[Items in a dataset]
┌──
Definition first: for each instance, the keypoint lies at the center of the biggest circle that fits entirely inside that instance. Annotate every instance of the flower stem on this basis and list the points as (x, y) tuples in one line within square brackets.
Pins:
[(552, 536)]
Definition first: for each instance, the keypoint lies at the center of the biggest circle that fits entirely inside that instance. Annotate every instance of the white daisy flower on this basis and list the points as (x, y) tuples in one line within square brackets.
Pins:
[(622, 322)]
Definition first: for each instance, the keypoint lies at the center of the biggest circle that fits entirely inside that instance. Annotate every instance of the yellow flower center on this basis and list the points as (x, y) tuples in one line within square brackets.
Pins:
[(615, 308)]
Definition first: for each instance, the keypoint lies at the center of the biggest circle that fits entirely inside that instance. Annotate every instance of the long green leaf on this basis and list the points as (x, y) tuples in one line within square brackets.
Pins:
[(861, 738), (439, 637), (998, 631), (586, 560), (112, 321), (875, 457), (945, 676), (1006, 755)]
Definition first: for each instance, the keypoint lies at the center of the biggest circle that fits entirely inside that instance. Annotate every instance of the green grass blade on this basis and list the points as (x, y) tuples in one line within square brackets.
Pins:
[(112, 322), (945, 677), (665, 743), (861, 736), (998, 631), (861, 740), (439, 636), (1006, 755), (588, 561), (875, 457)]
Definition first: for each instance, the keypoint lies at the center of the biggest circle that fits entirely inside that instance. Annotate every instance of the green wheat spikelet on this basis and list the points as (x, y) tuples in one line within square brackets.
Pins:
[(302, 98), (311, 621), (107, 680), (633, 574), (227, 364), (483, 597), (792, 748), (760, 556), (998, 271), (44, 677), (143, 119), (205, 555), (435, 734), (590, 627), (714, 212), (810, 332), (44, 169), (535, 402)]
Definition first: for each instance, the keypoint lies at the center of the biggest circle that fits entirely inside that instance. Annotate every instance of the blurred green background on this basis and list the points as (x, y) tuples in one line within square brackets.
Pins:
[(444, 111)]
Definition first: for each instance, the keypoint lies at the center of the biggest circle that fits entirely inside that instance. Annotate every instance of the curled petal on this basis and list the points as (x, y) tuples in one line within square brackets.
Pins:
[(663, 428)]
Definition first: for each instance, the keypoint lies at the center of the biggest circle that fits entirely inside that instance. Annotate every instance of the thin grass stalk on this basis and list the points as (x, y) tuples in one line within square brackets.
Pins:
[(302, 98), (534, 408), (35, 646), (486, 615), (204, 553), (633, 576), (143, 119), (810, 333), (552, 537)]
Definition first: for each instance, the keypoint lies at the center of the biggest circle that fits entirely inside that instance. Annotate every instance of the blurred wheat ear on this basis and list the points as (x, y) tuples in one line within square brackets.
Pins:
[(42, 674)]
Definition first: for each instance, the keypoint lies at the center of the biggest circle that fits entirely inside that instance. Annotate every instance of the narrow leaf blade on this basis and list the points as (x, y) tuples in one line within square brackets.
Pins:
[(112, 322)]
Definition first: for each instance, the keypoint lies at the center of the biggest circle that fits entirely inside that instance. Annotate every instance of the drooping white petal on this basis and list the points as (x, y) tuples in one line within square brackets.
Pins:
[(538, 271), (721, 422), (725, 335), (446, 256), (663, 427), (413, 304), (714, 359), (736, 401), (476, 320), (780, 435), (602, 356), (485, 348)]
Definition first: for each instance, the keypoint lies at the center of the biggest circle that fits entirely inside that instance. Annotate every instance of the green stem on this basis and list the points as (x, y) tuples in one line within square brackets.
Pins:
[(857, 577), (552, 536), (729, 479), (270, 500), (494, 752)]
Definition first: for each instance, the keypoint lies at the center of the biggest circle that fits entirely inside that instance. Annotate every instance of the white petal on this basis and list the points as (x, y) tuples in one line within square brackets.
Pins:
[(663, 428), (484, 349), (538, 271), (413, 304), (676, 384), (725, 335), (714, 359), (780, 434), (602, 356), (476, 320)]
└──
┌──
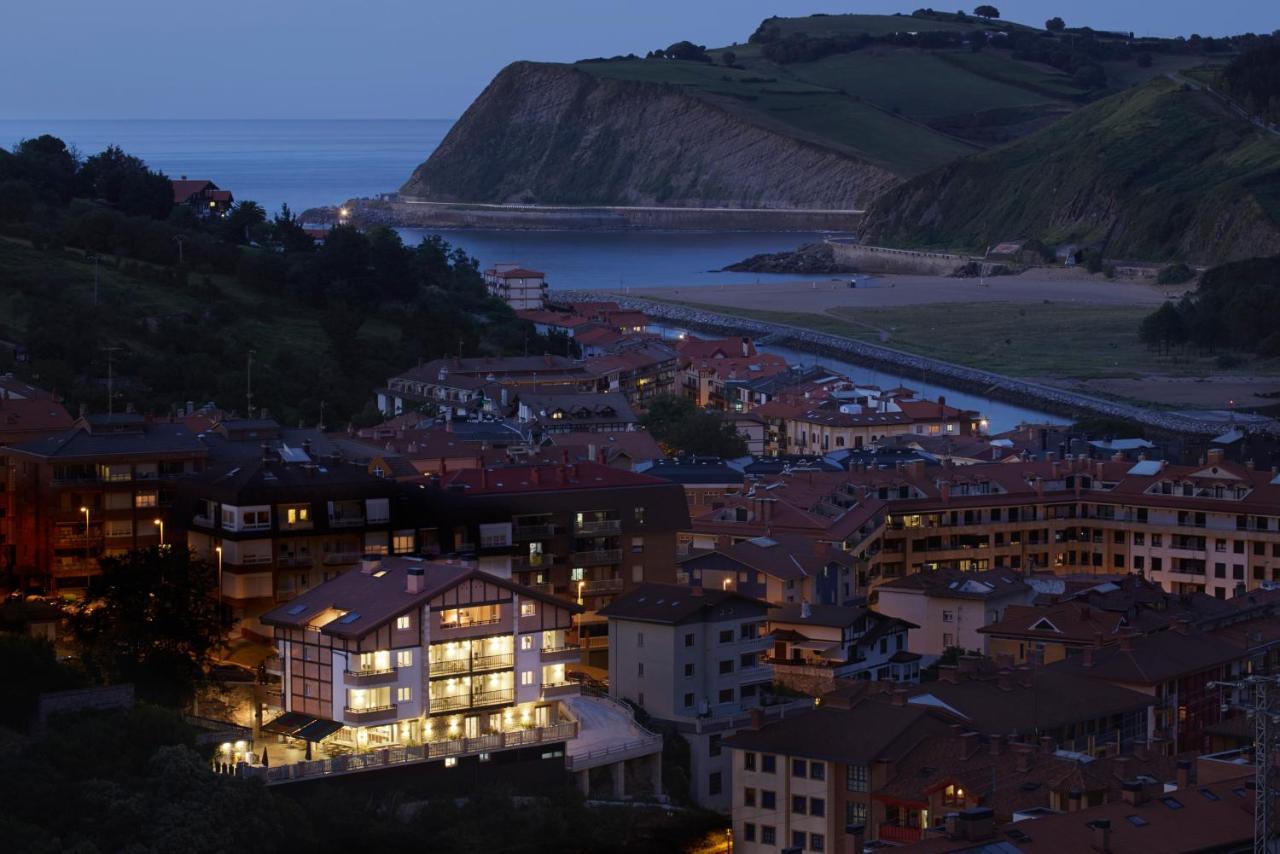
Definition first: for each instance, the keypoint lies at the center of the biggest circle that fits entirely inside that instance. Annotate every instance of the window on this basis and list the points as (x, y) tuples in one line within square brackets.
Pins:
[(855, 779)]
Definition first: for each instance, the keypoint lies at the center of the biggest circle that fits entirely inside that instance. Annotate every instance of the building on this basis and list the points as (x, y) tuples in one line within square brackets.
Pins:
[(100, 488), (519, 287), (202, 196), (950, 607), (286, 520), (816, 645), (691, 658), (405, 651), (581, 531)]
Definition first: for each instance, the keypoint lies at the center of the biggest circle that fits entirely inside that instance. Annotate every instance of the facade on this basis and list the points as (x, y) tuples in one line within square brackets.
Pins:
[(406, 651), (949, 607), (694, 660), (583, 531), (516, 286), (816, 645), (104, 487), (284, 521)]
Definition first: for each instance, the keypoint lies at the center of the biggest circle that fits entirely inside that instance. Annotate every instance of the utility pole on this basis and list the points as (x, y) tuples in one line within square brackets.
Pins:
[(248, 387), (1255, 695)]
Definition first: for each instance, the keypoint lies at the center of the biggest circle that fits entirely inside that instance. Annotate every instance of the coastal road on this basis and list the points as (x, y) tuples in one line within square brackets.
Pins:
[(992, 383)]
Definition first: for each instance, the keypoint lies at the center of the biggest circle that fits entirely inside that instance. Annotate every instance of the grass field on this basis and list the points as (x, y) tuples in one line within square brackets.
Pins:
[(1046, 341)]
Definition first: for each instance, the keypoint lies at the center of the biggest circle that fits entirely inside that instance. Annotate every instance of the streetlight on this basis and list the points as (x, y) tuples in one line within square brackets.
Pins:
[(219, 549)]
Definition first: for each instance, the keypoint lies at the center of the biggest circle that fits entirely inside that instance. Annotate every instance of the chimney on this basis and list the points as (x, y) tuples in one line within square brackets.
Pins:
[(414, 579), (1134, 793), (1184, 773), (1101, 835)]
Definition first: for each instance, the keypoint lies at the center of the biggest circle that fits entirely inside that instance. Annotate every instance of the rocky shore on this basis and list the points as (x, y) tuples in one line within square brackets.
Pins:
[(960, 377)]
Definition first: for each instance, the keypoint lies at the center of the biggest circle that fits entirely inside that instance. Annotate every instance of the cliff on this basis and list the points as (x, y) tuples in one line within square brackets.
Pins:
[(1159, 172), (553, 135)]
└──
:: Work to be completed ::
Can you give again, word for word, the part of the entries that opens with the line containing "of the flower" and closes with the line containing "[(552, 536)]", with both of those lines included?

:: Written response ::
Definition first: for each instance, the keypoint lies at the center of the biggest circle that fits entirely inside that instance. Annotate every instance of the flower stem on this basis and list the points as (x, y) tuples in one line within square brackets.
Pins:
[(552, 536)]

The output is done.